Repeat exactly the line that contains "Every instance of the dark granite" and every line below it to the end of the material, omitting all others.

EXTRACTED DATA.
+-------+
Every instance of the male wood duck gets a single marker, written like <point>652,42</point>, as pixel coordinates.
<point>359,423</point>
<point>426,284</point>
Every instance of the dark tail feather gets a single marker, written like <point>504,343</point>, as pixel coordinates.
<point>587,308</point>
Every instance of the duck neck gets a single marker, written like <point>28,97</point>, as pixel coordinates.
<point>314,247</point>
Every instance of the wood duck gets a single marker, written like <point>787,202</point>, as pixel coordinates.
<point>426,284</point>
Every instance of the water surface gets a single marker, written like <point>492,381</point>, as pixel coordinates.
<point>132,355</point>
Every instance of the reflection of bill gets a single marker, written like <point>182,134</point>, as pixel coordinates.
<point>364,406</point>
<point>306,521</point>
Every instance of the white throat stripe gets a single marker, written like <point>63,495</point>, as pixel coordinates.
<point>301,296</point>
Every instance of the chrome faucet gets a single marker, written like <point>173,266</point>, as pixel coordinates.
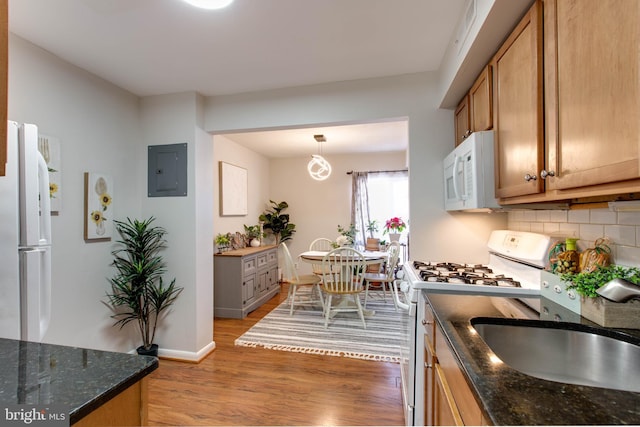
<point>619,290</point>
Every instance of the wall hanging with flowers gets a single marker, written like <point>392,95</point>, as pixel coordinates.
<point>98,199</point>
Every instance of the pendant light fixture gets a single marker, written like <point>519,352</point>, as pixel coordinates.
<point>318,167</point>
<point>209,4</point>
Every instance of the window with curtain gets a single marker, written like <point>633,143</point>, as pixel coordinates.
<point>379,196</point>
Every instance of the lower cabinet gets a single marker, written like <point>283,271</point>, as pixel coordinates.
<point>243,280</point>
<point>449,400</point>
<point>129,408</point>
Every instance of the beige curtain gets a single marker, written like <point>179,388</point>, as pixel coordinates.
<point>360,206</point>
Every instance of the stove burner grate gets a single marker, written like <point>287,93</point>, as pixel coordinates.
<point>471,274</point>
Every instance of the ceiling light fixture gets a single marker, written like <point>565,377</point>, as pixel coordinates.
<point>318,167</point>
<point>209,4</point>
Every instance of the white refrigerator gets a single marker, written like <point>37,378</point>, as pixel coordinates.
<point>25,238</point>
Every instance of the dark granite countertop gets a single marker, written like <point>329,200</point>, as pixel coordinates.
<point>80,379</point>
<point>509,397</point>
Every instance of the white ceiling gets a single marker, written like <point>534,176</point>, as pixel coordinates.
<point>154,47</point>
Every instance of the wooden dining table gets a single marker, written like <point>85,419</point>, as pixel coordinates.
+-------+
ANSWER BOX.
Every instance of the dark granite countertop gets a single marker, written like <point>329,200</point>, as pixel coordinates.
<point>80,379</point>
<point>509,397</point>
Every instance of the white ceiling gets a single marker, written like <point>534,176</point>, as pixel coordinates.
<point>154,47</point>
Every instance of the wooden dining table gets a single marker, written like <point>85,419</point>, as pixel coordinates.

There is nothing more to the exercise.